Exercise directions:
What is needed is an exact copy of the lines from the one containing "the dark roof" through the last line of the entries below, both included.

[Photo-based referring expression data]
..........
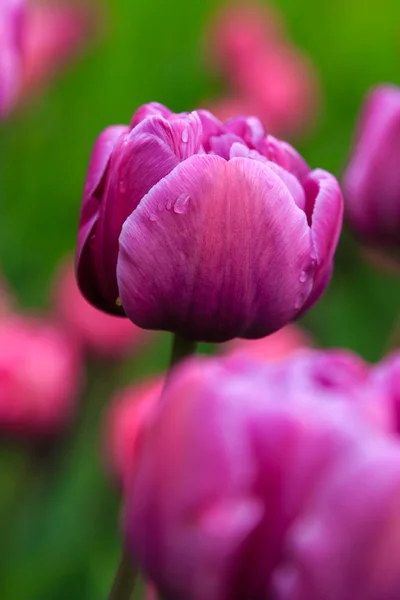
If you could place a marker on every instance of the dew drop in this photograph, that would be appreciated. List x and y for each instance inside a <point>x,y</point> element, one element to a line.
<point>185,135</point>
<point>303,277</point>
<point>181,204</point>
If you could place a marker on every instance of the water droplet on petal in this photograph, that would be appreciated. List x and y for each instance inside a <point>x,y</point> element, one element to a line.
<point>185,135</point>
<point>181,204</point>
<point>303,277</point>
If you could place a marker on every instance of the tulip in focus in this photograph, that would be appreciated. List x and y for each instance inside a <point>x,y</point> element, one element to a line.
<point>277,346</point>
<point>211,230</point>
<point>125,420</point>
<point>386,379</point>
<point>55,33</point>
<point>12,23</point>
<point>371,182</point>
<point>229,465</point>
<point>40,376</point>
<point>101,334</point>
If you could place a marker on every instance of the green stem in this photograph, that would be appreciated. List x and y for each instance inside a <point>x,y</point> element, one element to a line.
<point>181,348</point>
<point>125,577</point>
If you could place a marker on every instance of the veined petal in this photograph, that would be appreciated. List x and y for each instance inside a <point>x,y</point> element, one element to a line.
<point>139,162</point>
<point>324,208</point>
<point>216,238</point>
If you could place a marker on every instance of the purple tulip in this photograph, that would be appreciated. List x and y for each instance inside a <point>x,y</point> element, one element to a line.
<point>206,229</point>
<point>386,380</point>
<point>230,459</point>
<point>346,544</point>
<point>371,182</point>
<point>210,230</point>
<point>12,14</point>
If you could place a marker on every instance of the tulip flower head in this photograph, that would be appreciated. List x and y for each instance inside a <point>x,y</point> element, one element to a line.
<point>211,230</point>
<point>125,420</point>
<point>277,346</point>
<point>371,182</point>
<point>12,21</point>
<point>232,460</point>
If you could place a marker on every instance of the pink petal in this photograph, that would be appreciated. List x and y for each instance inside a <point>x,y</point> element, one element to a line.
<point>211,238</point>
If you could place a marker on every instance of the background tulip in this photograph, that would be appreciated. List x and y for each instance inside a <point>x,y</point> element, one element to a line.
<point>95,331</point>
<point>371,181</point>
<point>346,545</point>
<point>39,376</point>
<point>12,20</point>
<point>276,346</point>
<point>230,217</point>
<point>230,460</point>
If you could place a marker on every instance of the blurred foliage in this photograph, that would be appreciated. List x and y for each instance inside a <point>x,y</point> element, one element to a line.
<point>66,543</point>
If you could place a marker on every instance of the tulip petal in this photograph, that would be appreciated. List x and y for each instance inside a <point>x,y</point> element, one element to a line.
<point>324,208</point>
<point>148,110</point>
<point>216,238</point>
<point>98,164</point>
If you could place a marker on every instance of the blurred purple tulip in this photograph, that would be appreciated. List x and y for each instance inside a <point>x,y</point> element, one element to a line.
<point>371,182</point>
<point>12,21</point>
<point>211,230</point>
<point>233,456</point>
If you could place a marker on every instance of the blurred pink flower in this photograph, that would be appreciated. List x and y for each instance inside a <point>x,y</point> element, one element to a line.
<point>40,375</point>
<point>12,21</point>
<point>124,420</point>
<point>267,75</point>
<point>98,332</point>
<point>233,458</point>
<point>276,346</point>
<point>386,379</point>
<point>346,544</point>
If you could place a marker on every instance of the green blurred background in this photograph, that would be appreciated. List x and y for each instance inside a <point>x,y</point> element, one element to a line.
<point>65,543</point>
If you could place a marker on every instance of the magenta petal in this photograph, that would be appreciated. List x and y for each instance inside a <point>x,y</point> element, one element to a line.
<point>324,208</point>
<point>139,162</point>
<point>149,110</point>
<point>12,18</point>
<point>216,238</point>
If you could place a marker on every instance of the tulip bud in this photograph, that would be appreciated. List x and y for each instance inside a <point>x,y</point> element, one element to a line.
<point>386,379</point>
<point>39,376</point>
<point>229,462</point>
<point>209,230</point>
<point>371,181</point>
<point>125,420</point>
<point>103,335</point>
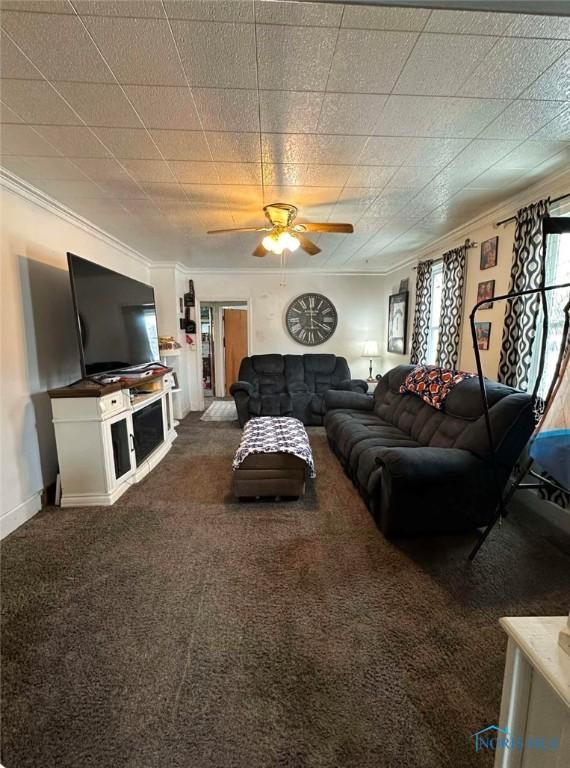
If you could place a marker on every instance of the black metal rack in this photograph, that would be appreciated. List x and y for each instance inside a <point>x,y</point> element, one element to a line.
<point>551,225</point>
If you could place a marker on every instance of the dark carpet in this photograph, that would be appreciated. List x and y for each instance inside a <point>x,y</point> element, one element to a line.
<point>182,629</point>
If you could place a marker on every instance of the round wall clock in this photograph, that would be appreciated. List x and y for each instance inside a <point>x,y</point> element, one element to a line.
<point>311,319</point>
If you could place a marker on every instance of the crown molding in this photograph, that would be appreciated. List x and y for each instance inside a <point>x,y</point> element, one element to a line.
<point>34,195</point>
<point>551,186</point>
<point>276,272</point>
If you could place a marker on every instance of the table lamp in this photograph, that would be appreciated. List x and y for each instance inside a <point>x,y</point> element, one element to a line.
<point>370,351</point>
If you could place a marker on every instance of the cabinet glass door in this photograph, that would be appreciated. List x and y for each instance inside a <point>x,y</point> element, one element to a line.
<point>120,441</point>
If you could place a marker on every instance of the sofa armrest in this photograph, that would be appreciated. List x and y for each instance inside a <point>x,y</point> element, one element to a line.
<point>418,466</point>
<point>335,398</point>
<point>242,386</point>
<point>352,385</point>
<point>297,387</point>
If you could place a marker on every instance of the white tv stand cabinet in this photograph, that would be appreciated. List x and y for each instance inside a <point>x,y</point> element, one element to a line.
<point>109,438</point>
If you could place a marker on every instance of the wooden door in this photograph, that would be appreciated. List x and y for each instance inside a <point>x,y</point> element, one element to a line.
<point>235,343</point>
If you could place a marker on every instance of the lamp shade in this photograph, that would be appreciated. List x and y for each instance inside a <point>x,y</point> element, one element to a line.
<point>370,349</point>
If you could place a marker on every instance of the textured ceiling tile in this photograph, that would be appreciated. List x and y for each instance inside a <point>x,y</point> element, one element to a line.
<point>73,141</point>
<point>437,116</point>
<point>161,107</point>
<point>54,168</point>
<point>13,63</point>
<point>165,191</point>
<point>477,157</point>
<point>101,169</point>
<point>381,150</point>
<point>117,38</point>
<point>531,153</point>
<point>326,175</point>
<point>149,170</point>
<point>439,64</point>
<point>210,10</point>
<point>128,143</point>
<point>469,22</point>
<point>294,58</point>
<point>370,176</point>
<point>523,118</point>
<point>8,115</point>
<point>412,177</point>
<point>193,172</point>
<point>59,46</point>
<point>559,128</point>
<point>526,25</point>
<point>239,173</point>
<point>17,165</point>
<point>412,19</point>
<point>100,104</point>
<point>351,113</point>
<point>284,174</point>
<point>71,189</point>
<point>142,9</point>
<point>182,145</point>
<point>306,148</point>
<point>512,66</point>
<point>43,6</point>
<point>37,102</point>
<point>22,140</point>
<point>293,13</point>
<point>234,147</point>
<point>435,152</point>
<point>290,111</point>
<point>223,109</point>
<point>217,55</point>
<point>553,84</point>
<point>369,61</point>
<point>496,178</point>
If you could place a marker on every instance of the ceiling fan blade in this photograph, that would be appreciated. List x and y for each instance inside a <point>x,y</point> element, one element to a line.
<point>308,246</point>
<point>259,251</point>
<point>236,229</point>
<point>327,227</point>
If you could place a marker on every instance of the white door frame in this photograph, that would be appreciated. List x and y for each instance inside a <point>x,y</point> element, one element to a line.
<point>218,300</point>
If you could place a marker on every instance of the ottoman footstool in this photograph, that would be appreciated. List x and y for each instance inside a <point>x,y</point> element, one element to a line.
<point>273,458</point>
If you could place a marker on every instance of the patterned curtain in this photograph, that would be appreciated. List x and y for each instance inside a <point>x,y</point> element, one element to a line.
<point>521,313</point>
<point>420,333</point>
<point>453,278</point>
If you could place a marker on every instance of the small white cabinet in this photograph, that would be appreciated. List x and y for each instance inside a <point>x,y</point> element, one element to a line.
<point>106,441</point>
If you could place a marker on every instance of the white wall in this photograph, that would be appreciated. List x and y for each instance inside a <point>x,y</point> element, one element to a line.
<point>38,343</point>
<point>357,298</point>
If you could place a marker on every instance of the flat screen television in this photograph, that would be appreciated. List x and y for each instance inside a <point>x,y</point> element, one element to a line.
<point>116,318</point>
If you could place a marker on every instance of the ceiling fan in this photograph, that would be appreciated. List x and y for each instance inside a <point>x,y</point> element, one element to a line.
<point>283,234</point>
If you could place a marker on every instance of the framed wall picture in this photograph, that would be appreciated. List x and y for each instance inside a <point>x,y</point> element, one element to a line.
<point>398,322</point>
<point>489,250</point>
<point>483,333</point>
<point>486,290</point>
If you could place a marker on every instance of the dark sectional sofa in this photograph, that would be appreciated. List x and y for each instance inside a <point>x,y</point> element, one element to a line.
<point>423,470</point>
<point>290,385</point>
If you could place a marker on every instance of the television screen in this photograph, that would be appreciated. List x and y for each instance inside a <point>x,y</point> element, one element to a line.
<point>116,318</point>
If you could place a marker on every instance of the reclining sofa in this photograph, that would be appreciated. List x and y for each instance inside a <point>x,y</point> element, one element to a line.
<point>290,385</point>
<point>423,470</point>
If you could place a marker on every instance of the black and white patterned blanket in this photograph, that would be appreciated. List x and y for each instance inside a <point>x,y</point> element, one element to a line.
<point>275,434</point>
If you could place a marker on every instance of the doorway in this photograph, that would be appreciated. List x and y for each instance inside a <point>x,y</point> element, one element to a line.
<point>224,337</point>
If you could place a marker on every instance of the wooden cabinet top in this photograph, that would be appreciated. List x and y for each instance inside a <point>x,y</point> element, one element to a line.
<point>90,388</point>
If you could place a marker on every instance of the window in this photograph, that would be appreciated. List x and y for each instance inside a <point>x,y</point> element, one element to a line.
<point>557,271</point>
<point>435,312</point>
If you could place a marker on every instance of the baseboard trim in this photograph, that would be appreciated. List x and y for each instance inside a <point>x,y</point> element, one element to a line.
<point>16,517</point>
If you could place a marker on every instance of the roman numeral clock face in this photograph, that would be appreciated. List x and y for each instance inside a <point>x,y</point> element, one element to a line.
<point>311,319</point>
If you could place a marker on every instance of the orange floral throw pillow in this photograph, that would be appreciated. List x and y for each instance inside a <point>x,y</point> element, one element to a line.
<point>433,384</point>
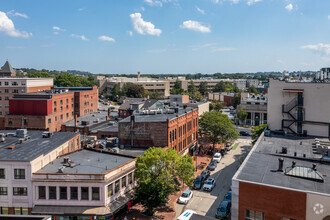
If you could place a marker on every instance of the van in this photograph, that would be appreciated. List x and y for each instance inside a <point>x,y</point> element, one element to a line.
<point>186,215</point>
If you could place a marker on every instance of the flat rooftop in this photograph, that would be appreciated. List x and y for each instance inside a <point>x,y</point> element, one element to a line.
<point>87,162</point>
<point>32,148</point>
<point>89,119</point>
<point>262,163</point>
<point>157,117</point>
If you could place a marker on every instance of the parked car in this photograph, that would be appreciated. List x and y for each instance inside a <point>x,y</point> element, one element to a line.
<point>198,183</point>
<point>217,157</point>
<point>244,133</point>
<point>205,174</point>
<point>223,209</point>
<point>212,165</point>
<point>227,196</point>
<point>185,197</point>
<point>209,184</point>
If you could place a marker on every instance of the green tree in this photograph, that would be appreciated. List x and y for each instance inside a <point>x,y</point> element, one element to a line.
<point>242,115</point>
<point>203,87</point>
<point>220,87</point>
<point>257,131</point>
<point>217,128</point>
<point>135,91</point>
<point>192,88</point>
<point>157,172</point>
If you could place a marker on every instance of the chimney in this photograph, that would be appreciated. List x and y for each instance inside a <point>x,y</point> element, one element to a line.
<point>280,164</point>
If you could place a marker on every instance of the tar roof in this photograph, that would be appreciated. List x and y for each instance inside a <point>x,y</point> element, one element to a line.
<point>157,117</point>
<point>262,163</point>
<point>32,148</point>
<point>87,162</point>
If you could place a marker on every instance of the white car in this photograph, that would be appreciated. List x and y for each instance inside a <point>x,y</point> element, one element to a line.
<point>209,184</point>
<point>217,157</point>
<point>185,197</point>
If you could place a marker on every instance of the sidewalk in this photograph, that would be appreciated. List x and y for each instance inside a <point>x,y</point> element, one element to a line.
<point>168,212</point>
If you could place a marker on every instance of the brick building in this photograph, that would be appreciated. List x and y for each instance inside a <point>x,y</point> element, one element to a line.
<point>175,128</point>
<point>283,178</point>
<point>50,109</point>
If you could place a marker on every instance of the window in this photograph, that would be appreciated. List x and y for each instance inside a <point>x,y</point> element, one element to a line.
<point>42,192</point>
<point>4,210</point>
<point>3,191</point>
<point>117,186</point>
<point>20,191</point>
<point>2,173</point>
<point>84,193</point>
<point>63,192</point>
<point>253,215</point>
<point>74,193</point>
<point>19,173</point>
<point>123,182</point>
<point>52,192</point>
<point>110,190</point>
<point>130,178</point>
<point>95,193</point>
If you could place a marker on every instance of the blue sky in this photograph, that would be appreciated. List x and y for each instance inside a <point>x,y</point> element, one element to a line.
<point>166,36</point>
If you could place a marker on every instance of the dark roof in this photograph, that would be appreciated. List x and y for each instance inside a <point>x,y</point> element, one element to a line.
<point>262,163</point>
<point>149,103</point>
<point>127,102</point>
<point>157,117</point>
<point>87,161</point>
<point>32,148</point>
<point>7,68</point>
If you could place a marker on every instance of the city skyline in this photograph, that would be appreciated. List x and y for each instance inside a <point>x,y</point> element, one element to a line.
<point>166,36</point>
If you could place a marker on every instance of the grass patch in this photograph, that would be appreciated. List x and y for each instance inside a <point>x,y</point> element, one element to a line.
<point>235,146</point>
..........
Solved problem:
If you could place a marker on every instance of the dark roof in this photograph, that would be appreciated. List x and y for each instance inside a <point>x,y</point> element, one element to a line.
<point>262,163</point>
<point>149,103</point>
<point>127,102</point>
<point>157,117</point>
<point>87,161</point>
<point>32,148</point>
<point>7,68</point>
If you could place a marker on every instance of the city skyline in this photograph, that would be appreciated. List x and y for each instance inside a <point>x,y</point> element, one element to a line.
<point>166,36</point>
If you could place a marker on every instance of the grass patch in this photograph, that would be appreciated. List x and y for each instance inside a <point>x,y</point> element, one element to a line.
<point>235,146</point>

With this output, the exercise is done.